Work to do => Without omitting anything, return the records precisely as given.

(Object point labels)
########
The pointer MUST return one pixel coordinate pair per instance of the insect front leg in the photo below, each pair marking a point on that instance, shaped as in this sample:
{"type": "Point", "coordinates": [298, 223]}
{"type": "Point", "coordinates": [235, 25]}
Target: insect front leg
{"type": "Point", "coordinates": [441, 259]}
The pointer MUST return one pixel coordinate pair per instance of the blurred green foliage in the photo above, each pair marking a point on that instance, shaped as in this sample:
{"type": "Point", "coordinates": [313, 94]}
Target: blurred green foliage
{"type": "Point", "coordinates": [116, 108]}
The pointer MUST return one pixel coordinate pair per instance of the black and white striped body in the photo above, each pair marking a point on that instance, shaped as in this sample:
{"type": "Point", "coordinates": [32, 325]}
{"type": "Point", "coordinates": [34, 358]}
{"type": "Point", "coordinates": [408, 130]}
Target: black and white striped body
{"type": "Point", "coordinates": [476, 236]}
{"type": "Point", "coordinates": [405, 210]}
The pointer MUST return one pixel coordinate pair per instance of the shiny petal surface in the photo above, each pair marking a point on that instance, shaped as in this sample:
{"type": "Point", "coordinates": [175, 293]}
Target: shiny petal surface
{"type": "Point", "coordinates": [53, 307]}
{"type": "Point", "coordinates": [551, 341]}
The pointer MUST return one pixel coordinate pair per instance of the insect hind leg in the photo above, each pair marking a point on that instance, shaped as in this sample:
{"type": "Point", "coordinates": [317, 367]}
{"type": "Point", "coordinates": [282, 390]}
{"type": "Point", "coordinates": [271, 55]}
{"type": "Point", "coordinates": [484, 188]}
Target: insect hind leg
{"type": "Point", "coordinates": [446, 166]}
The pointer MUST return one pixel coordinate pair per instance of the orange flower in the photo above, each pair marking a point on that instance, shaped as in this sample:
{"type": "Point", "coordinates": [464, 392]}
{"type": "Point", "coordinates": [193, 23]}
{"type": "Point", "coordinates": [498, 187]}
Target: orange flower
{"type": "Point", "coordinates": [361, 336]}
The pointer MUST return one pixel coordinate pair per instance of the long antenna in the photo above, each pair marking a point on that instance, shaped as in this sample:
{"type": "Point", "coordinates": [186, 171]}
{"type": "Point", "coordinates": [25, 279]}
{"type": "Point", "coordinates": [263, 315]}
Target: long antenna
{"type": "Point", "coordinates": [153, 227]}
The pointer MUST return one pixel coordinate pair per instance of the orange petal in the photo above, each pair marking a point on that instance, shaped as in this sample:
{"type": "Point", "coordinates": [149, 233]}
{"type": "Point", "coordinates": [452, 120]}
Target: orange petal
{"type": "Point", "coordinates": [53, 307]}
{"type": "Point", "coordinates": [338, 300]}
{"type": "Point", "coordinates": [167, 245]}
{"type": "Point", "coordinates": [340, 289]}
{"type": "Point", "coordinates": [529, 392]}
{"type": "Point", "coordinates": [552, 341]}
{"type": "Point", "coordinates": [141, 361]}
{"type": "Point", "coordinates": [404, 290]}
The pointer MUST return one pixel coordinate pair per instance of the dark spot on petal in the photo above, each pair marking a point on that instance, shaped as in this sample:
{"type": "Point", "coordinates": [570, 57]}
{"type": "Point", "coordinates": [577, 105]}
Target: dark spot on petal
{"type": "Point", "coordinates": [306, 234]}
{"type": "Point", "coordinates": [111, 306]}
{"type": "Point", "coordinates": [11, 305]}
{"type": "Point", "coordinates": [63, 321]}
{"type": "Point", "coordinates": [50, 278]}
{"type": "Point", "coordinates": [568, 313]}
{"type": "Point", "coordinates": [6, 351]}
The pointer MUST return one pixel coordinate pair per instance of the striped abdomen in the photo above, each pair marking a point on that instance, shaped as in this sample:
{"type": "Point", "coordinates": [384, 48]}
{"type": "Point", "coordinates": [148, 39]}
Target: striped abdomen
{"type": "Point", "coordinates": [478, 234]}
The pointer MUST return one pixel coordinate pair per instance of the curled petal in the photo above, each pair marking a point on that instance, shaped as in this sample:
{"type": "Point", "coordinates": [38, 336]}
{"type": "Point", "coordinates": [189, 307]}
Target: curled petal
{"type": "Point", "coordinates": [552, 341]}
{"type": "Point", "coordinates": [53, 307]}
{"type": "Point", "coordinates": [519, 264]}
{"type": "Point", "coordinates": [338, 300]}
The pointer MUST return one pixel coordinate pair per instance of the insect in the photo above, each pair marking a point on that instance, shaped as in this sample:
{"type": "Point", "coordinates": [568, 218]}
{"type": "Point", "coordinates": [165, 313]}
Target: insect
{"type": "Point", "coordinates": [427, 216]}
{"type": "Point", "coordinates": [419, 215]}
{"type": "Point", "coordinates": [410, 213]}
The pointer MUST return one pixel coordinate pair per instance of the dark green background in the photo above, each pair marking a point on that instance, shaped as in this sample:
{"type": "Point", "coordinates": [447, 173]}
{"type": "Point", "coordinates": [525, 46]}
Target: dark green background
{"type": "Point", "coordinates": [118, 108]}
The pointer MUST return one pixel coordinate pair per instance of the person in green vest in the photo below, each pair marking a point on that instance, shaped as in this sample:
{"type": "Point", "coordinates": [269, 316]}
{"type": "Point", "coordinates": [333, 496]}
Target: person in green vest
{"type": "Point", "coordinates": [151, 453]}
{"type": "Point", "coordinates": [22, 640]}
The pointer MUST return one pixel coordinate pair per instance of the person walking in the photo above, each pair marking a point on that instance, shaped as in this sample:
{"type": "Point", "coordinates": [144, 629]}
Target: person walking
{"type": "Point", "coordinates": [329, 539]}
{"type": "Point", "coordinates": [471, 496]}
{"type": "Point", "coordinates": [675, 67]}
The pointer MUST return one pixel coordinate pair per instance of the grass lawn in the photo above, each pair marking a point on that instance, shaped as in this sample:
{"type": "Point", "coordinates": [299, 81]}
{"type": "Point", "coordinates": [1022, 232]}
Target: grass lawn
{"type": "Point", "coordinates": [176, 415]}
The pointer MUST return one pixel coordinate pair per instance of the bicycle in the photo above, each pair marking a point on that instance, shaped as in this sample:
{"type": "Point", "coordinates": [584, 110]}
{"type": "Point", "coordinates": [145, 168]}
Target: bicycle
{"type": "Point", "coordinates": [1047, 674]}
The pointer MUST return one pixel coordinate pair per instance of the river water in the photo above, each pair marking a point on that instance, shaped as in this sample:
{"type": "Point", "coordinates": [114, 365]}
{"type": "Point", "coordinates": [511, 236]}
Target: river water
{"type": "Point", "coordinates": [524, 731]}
########
Answer to the exercise =>
The pointer MUST return one pixel coordinate pair per instance of the insect front leg in the photo below, each pair marking a point on that instance, shaped as in this sample:
{"type": "Point", "coordinates": [298, 223]}
{"type": "Point", "coordinates": [235, 25]}
Target: insect front leg
{"type": "Point", "coordinates": [441, 259]}
The pointer MUST return one pixel coordinate pair per instance of the blurred green foliage in the photo above, each pair marking a point on that instance, shaped as in this sample:
{"type": "Point", "coordinates": [313, 94]}
Target: blurred green foliage
{"type": "Point", "coordinates": [116, 108]}
The pointer MUST return one pixel coordinate pair per instance of the black and white striped body in the photo above, each pair marking a point on that instance, shaped as in this sample:
{"type": "Point", "coordinates": [32, 325]}
{"type": "Point", "coordinates": [34, 358]}
{"type": "Point", "coordinates": [408, 130]}
Target: black and white striped body
{"type": "Point", "coordinates": [476, 236]}
{"type": "Point", "coordinates": [405, 210]}
The pointer MUST return one pixel coordinate pair per instance of the shiny petal surface in the photo above, each pair marking a point on that instance, shaped as in this sample:
{"type": "Point", "coordinates": [175, 293]}
Target: shiny petal surface
{"type": "Point", "coordinates": [53, 307]}
{"type": "Point", "coordinates": [551, 341]}
The pointer MUST return one pixel coordinate pair per instance of the insect hind leg in the photo above, each pair marking a point on that instance, shaped as in this sample:
{"type": "Point", "coordinates": [317, 367]}
{"type": "Point", "coordinates": [282, 390]}
{"type": "Point", "coordinates": [271, 55]}
{"type": "Point", "coordinates": [484, 188]}
Target: insect hind leg
{"type": "Point", "coordinates": [446, 166]}
The pointer MUST return one pixel coordinate pair per instance of the orange flower in the photo above, each pair marking a point on that instance, shaped as in this sample:
{"type": "Point", "coordinates": [464, 392]}
{"type": "Point", "coordinates": [193, 23]}
{"type": "Point", "coordinates": [498, 187]}
Target: orange flower
{"type": "Point", "coordinates": [361, 336]}
The pointer MUST return one pixel coordinate pair per instance of the long antenna in the photo above, each pair marking a point on that instance, shaped as in this sample:
{"type": "Point", "coordinates": [186, 171]}
{"type": "Point", "coordinates": [25, 279]}
{"type": "Point", "coordinates": [263, 315]}
Target: long antenna
{"type": "Point", "coordinates": [153, 227]}
The pointer MUST return one pixel coordinate pair per instance of the orange petal in the photo above, each pair marking a point on that instance, shaped as in this sample:
{"type": "Point", "coordinates": [149, 233]}
{"type": "Point", "coordinates": [452, 120]}
Target: orange petal
{"type": "Point", "coordinates": [53, 307]}
{"type": "Point", "coordinates": [338, 300]}
{"type": "Point", "coordinates": [167, 245]}
{"type": "Point", "coordinates": [340, 289]}
{"type": "Point", "coordinates": [529, 392]}
{"type": "Point", "coordinates": [552, 341]}
{"type": "Point", "coordinates": [141, 361]}
{"type": "Point", "coordinates": [404, 290]}
The pointer MUST return one pixel coordinate pair per instance of the dark spot on petal in the photo above, each pair marking a point on that instance, shaped as in this sample:
{"type": "Point", "coordinates": [570, 57]}
{"type": "Point", "coordinates": [577, 105]}
Target: dark spot on petal
{"type": "Point", "coordinates": [306, 234]}
{"type": "Point", "coordinates": [111, 306]}
{"type": "Point", "coordinates": [11, 305]}
{"type": "Point", "coordinates": [63, 321]}
{"type": "Point", "coordinates": [50, 278]}
{"type": "Point", "coordinates": [568, 313]}
{"type": "Point", "coordinates": [6, 351]}
The pointer MUST return one pixel coordinate pair per instance of the striped abdomen in the photo above, each pair marking a point on that instance, shaped as in this sample:
{"type": "Point", "coordinates": [384, 48]}
{"type": "Point", "coordinates": [148, 39]}
Target: striped abdomen
{"type": "Point", "coordinates": [478, 234]}
The pointer MUST return one pixel coordinate pair per instance of the curled petal in the photo above, each pair marking a point on that instance, shaped as in this sample:
{"type": "Point", "coordinates": [38, 336]}
{"type": "Point", "coordinates": [189, 307]}
Target: curled petal
{"type": "Point", "coordinates": [552, 341]}
{"type": "Point", "coordinates": [53, 307]}
{"type": "Point", "coordinates": [519, 264]}
{"type": "Point", "coordinates": [338, 300]}
The pointer MUST return one pixel coordinate pair per instance of the insect in the photo above, each pair marking a point on that instance, shaped as in this sample:
{"type": "Point", "coordinates": [568, 218]}
{"type": "Point", "coordinates": [165, 313]}
Target: insect
{"type": "Point", "coordinates": [427, 216]}
{"type": "Point", "coordinates": [419, 215]}
{"type": "Point", "coordinates": [410, 213]}
The pointer MUST return one pixel coordinate pair per instance of the dark green background in the photo above, each pair marking a point on that instance, shaped as in this sample:
{"type": "Point", "coordinates": [447, 173]}
{"type": "Point", "coordinates": [525, 46]}
Target: dark green background
{"type": "Point", "coordinates": [118, 108]}
The pointer MUST return one pixel coordinate pair per instance of the person in green vest in the photo below, each pair marking a point on that instance, shaped as in this sample:
{"type": "Point", "coordinates": [269, 316]}
{"type": "Point", "coordinates": [333, 496]}
Target: person in green vest
{"type": "Point", "coordinates": [151, 453]}
{"type": "Point", "coordinates": [22, 640]}
The pointer MUST return one pixel coordinate pair per instance of the person walking in the photo above, each pair marking a point on that instance, shaped as in this sample:
{"type": "Point", "coordinates": [144, 629]}
Target: person walking
{"type": "Point", "coordinates": [329, 539]}
{"type": "Point", "coordinates": [471, 496]}
{"type": "Point", "coordinates": [675, 67]}
The pointer MUST return one pixel coordinate pair per instance of the grass lawn in the photo above, each pair marking a point on that instance, shaped as in this sample:
{"type": "Point", "coordinates": [299, 81]}
{"type": "Point", "coordinates": [1022, 232]}
Target: grass lawn
{"type": "Point", "coordinates": [176, 415]}
The pointer MUST return one pixel coordinate pair per instance of the bicycle in the photo above, each pair marking a point on that instance, shaped as in this sample:
{"type": "Point", "coordinates": [584, 110]}
{"type": "Point", "coordinates": [145, 168]}
Target: bicycle
{"type": "Point", "coordinates": [1047, 674]}
The pointer MUST return one pixel coordinate pair per instance of the river water in the photo above, each pair marking a point on that instance, shaped as in this sample:
{"type": "Point", "coordinates": [114, 365]}
{"type": "Point", "coordinates": [511, 236]}
Target: river water
{"type": "Point", "coordinates": [524, 731]}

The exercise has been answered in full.